◆ **WHAT YOU NEED TO DO**
For each line in the data that includes "water", make a copy.

Segment Open

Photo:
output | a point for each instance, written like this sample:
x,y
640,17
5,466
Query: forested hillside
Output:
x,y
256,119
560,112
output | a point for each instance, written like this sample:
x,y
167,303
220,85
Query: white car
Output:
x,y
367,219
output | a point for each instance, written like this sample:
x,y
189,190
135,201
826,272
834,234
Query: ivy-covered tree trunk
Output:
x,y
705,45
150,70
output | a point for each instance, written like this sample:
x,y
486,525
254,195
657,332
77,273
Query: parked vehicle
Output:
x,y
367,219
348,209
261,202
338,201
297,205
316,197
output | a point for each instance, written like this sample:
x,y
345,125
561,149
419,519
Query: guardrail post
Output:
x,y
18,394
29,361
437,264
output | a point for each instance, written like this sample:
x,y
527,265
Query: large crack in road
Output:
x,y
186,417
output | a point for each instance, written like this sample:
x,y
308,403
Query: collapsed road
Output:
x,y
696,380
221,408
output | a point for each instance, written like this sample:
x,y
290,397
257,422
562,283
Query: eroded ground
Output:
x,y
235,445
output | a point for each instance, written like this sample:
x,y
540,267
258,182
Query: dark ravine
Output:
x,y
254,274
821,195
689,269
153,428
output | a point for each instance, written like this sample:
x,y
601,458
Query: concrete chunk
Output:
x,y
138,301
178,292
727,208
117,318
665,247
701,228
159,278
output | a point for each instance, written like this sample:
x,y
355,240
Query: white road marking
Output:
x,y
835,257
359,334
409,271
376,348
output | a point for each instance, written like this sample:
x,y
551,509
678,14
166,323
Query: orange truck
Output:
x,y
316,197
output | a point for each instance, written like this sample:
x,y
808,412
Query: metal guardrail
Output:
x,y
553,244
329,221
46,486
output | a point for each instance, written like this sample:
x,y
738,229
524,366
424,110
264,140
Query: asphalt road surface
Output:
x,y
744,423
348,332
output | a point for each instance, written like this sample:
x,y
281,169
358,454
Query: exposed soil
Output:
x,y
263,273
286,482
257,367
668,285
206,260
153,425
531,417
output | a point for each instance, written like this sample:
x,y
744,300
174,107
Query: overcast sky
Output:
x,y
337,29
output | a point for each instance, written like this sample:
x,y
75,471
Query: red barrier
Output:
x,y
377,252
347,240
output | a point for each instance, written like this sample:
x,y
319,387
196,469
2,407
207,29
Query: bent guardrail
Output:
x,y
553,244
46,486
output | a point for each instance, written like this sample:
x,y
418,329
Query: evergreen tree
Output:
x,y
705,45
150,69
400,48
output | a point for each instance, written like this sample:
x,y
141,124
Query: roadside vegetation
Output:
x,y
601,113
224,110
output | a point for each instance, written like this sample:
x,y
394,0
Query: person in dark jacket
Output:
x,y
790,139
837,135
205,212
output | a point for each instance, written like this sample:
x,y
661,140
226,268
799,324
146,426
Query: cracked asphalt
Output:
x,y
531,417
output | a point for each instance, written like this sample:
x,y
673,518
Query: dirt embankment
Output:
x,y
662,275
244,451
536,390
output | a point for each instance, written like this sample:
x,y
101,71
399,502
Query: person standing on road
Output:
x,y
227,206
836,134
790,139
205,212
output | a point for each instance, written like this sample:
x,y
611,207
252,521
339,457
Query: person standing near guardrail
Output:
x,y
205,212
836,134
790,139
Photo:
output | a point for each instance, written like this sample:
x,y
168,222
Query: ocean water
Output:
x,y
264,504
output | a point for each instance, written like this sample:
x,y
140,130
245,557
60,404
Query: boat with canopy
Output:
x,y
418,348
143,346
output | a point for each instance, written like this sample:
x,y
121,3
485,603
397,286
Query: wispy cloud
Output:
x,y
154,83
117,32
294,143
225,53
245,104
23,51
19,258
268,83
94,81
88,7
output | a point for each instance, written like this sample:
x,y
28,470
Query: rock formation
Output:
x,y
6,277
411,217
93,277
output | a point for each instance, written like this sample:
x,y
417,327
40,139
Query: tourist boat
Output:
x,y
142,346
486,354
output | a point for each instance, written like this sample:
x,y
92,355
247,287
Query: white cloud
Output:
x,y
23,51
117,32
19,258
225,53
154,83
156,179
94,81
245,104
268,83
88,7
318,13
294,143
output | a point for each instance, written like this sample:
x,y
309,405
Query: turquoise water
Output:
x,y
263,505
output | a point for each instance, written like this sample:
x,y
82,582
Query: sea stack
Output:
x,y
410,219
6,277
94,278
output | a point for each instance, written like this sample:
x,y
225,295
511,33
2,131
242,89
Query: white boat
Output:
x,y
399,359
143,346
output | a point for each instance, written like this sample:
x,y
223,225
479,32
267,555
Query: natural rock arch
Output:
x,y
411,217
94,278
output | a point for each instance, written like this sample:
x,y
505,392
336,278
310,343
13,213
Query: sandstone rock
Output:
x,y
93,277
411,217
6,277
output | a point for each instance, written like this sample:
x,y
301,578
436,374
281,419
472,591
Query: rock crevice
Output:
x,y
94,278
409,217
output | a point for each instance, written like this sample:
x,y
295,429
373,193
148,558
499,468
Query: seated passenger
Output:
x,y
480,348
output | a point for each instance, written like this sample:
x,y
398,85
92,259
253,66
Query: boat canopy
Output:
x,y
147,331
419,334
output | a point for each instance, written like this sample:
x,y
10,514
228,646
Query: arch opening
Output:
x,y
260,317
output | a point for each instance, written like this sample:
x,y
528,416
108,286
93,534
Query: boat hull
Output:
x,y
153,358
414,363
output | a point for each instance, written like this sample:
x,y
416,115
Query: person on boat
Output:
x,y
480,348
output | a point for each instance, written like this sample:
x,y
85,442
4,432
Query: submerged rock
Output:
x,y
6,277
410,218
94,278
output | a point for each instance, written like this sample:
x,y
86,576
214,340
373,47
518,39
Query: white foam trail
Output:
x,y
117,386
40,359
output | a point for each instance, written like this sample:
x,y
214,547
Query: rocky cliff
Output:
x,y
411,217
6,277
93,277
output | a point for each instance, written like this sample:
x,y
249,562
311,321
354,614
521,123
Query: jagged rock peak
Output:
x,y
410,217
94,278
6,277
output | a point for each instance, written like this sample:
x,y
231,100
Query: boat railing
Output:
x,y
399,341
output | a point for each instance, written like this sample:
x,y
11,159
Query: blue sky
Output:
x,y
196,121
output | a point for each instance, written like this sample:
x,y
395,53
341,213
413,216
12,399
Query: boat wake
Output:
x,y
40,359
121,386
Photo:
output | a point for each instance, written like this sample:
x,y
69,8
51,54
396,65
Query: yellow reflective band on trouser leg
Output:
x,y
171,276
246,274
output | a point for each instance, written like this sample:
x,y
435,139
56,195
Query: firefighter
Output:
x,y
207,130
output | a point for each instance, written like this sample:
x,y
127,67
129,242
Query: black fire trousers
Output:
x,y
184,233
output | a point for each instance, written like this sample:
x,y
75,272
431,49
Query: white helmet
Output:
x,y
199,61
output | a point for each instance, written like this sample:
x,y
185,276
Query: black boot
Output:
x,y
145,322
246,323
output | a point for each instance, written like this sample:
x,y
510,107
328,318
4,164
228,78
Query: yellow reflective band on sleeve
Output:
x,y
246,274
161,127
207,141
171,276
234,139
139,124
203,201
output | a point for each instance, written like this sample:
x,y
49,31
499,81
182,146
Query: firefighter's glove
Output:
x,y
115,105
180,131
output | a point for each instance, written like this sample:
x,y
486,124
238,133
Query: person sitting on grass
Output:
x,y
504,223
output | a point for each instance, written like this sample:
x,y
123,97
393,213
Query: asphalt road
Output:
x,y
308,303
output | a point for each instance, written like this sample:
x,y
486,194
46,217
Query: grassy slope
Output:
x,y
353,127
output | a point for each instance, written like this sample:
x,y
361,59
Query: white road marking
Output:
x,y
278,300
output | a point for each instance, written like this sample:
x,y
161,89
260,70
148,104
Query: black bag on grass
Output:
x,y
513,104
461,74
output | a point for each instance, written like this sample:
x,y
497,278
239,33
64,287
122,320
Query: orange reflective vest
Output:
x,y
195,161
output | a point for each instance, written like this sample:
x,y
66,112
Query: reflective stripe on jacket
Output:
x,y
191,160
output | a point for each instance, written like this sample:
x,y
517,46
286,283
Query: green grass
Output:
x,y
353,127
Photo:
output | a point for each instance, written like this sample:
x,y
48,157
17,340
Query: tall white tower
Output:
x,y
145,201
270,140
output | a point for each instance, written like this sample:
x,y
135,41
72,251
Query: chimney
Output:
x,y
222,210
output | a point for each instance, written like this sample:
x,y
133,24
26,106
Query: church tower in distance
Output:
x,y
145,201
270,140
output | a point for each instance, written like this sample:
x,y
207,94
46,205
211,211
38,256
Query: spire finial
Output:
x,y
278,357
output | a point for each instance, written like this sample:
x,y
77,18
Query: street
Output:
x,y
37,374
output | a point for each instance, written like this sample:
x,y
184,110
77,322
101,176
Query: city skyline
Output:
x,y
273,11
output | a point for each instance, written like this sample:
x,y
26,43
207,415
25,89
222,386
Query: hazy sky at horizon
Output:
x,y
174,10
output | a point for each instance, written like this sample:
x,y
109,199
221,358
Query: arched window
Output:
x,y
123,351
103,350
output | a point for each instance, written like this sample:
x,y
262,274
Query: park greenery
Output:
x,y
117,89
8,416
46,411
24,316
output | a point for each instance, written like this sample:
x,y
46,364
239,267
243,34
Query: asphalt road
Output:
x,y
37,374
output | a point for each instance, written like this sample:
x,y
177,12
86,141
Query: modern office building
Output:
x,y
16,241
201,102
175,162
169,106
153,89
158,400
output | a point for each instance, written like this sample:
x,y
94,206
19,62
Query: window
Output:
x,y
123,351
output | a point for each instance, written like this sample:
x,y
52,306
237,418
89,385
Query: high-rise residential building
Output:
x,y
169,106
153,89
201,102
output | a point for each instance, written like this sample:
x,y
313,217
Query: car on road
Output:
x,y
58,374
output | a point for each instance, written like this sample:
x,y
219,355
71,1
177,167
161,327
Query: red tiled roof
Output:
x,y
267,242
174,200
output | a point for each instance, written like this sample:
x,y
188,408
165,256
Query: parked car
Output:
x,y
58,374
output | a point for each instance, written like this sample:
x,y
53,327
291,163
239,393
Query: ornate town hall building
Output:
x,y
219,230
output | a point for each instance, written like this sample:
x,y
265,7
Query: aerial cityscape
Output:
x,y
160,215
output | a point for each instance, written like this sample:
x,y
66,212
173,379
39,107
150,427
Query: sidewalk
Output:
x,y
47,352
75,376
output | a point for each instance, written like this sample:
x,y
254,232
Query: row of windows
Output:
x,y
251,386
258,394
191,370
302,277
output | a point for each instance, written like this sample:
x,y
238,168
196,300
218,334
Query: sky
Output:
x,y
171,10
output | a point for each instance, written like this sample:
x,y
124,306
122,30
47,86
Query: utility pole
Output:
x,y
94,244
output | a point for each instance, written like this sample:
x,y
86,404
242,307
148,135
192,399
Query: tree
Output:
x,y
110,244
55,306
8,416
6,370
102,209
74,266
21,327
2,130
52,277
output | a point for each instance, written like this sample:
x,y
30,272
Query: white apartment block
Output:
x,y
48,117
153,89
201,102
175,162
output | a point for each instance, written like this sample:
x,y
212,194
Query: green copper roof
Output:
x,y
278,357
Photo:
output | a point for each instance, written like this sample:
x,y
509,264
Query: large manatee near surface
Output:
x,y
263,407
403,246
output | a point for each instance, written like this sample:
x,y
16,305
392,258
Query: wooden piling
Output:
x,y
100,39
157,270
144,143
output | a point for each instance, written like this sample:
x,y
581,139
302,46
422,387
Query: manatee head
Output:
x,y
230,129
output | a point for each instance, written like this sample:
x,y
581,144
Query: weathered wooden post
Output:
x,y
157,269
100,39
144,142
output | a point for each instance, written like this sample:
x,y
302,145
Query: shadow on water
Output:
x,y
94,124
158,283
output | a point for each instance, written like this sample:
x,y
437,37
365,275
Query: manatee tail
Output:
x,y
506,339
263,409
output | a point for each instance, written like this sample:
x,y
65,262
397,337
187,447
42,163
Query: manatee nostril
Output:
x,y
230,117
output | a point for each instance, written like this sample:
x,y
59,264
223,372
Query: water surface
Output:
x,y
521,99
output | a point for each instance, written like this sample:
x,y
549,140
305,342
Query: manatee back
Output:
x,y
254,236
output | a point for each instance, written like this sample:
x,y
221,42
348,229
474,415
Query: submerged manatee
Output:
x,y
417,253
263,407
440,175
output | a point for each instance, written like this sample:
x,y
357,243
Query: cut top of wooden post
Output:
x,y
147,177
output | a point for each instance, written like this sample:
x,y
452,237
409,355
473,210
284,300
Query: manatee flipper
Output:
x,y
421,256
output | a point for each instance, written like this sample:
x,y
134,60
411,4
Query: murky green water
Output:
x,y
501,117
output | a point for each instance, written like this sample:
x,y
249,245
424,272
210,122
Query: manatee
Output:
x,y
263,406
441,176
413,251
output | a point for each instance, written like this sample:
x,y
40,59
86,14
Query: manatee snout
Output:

Segment Closed

◆ **EXERCISE OUTPUT**
Query: ocean water
Query: turquoise water
Query: shadow on water
Query: water surface
Query: murky green water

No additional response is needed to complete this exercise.